Extrayez tel quel, du texte sur les avances non remboursées à Covax, le passage qui s'ouvre sur les mots contenant « Ces contrats de préachat conclus » et se termine par « pays en développement. ».

→ **PASSAGE DU TEXTE**
<<<<

L’opacité et le profit de Big Pharma continuent de primer sur la solidarité internationale

Le journal américain The New York Times révèle que les laboratoires pharmaceutiques refusent de rembourser les avances perçues du programme d’aide mondiale Covax dans le cadre des contrats d’achats anticipés de vaccins, annulés entre temps. Selon les documents financiers confidentiels de Gavi, l’Alliance mondiale des vaccins, le préjudice s’élèverait à 1.4 milliard de dollars. Le laboratoire Jonsson&Jonsson n’a pas accepté l’annulation de commande et demande ainsi à Covax de payer des sommes supplémentaires.

« Je suis scandalisée par cette affaire qui éclate au grand jour grâce à ces révélations venues de la presse.

Ces contrats de préachat conclus par Covax, au tout début de la pandémie pour approvisionner les pays en développement, ont d’abord été mis dans le tiroir. Les laboratoires préfèrent honorer les contrats avec les pays riches, plus juteux, laissant ainsi les pays en développement sans rien, avec la complicité de nos gouvernements.

Lorsque la demande mondiale de vaccins a chuté et que Covax a commencé à annuler ses commandes, ces multinationales ont refusé de rembourser les avances perçues. Autrement dit, aucune clause légale dans ces contrats de préachat n’oblige les firmes à rembourser les centaines des millions de dollars reçues d’avance à COVAX. Il est inacceptable que ces multinationales puissent faire de tels profits en empochant l’argent public de donateurs internationaux, y compris de l’Union européenne, à destination des pays en développement.

Je rappelle que ces contrats ne sont pas de simples accords commerciaux, ils concernent des vaccins développés et produits à grande échelle grâce aux deniers publics. Ces vaccins sont un bien commun. Si la commande pour un programme d’aide mondial est annulée, retenir des sommes colossales est tout simplement inadmissible.

Gavi, de son côté, telle une boîte noire, maintient ses contrats d’achats et toutes négociations connexes confidentiels. Maintenir l’opacité sur un enjeu d’une telle importance, c’est être complice de la voracité des firmes pharmaceutiques.

Enfin, j’appelle la Commissaire européenne au développement, Mme Jutta Urpilainen, qui viendra prochainement en Commission spéciale sur le Covid-19, à agir immédiatement et à réclamer le remboursement de ces sommes au nom de l’Union européenne. Les systèmes de santé des pays en développement en ont grandement besoin pour se relever et renforcer leur résilience ».

>>>>

→ **DONNÉES FOURNIES**
<<<<

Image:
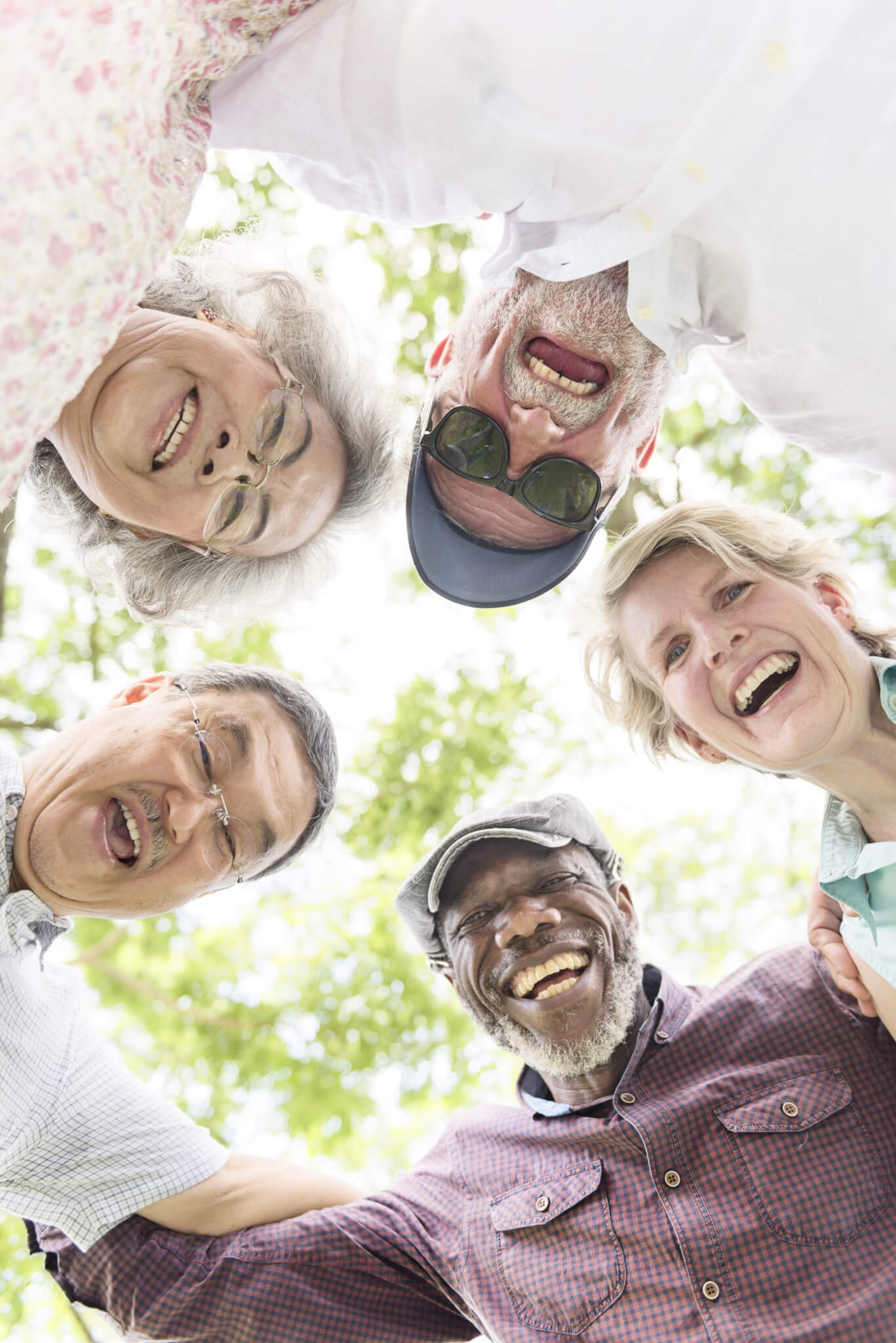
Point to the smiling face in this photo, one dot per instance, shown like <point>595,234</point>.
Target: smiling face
<point>564,372</point>
<point>167,421</point>
<point>541,953</point>
<point>752,666</point>
<point>117,820</point>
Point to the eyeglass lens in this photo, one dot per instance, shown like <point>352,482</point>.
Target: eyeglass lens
<point>277,430</point>
<point>560,489</point>
<point>473,445</point>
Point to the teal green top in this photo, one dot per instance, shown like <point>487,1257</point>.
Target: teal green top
<point>851,868</point>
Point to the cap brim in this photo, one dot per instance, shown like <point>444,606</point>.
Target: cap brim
<point>453,852</point>
<point>473,572</point>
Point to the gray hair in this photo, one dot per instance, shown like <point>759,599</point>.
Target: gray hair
<point>300,323</point>
<point>313,731</point>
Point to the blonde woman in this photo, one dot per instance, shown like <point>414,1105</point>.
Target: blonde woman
<point>730,634</point>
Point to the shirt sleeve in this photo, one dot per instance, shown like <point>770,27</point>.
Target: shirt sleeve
<point>107,1148</point>
<point>364,1271</point>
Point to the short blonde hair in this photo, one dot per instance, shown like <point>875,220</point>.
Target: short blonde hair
<point>750,540</point>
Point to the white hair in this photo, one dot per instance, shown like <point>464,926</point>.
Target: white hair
<point>300,323</point>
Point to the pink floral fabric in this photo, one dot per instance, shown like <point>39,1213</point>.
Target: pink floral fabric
<point>102,137</point>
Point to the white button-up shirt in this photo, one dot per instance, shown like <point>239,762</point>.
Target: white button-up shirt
<point>83,1142</point>
<point>742,157</point>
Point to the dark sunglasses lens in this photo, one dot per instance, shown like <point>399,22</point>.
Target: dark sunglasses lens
<point>471,443</point>
<point>563,491</point>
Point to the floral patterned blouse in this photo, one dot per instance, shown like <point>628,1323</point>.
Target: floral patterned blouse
<point>102,138</point>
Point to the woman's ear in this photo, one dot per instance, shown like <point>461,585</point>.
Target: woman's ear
<point>837,603</point>
<point>700,748</point>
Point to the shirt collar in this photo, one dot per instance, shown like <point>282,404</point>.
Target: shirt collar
<point>24,919</point>
<point>848,858</point>
<point>669,1002</point>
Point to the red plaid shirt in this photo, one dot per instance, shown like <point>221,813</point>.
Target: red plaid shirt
<point>737,1188</point>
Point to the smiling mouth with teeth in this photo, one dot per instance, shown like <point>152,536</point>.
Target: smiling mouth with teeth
<point>765,683</point>
<point>567,370</point>
<point>124,833</point>
<point>553,976</point>
<point>178,426</point>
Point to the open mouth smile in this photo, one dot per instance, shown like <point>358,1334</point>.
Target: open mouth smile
<point>176,430</point>
<point>573,372</point>
<point>555,975</point>
<point>766,681</point>
<point>123,833</point>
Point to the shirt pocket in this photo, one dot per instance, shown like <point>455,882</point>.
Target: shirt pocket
<point>559,1259</point>
<point>808,1159</point>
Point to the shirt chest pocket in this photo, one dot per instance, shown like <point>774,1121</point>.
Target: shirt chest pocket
<point>559,1259</point>
<point>808,1159</point>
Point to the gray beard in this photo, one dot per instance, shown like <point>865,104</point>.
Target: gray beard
<point>589,312</point>
<point>573,1057</point>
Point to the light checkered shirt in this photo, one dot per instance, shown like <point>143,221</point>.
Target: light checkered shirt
<point>83,1142</point>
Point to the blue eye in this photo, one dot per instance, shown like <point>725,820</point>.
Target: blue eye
<point>734,591</point>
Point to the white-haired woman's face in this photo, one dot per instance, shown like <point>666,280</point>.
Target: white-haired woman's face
<point>759,669</point>
<point>116,437</point>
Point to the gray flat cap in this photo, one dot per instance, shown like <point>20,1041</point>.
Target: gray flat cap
<point>551,822</point>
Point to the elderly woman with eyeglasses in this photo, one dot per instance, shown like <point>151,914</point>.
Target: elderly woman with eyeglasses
<point>730,634</point>
<point>231,429</point>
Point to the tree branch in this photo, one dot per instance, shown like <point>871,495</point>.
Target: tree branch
<point>6,536</point>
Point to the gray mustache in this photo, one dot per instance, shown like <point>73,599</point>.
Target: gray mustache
<point>152,812</point>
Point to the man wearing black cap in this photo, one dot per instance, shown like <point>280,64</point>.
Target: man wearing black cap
<point>546,398</point>
<point>683,1163</point>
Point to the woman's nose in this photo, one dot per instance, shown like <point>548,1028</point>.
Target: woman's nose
<point>523,919</point>
<point>718,642</point>
<point>229,461</point>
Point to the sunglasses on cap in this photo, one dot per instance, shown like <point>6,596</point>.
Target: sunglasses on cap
<point>473,446</point>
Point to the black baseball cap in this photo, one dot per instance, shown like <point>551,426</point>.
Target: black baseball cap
<point>473,572</point>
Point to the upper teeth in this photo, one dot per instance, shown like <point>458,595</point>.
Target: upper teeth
<point>777,662</point>
<point>551,374</point>
<point>178,426</point>
<point>527,980</point>
<point>133,829</point>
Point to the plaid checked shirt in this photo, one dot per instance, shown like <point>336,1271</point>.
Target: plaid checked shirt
<point>83,1142</point>
<point>737,1188</point>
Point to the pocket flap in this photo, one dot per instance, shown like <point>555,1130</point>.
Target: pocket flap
<point>790,1106</point>
<point>540,1202</point>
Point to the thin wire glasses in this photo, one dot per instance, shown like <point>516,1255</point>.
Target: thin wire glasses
<point>208,763</point>
<point>473,446</point>
<point>276,433</point>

>>>>

→ **RÉPONSE ATTENDUE**
Ces contrats de préachat conclus par Covax, au tout début de la pandémie pour approvisionner les pays en développement, ont d’abord été mis dans le tiroir. Les laboratoires préfèrent honorer les contrats avec les pays riches, plus juteux, laissant ainsi les pays en développement sans rien, avec la complicité de nos gouvernements.

Lorsque la demande mondiale de vaccins a chuté et que Covax a commencé à annuler ses commandes, ces multinationales ont refusé de rembourser les avances perçues. Autrement dit, aucune clause légale dans ces contrats de préachat n’oblige les firmes à rembourser les centaines des millions de dollars reçues d’avance à COVAX. Il est inacceptable que ces multinationales puissent faire de tels profits en empochant l’argent public de donateurs internationaux, y compris de l’Union européenne, à destination des pays en développement.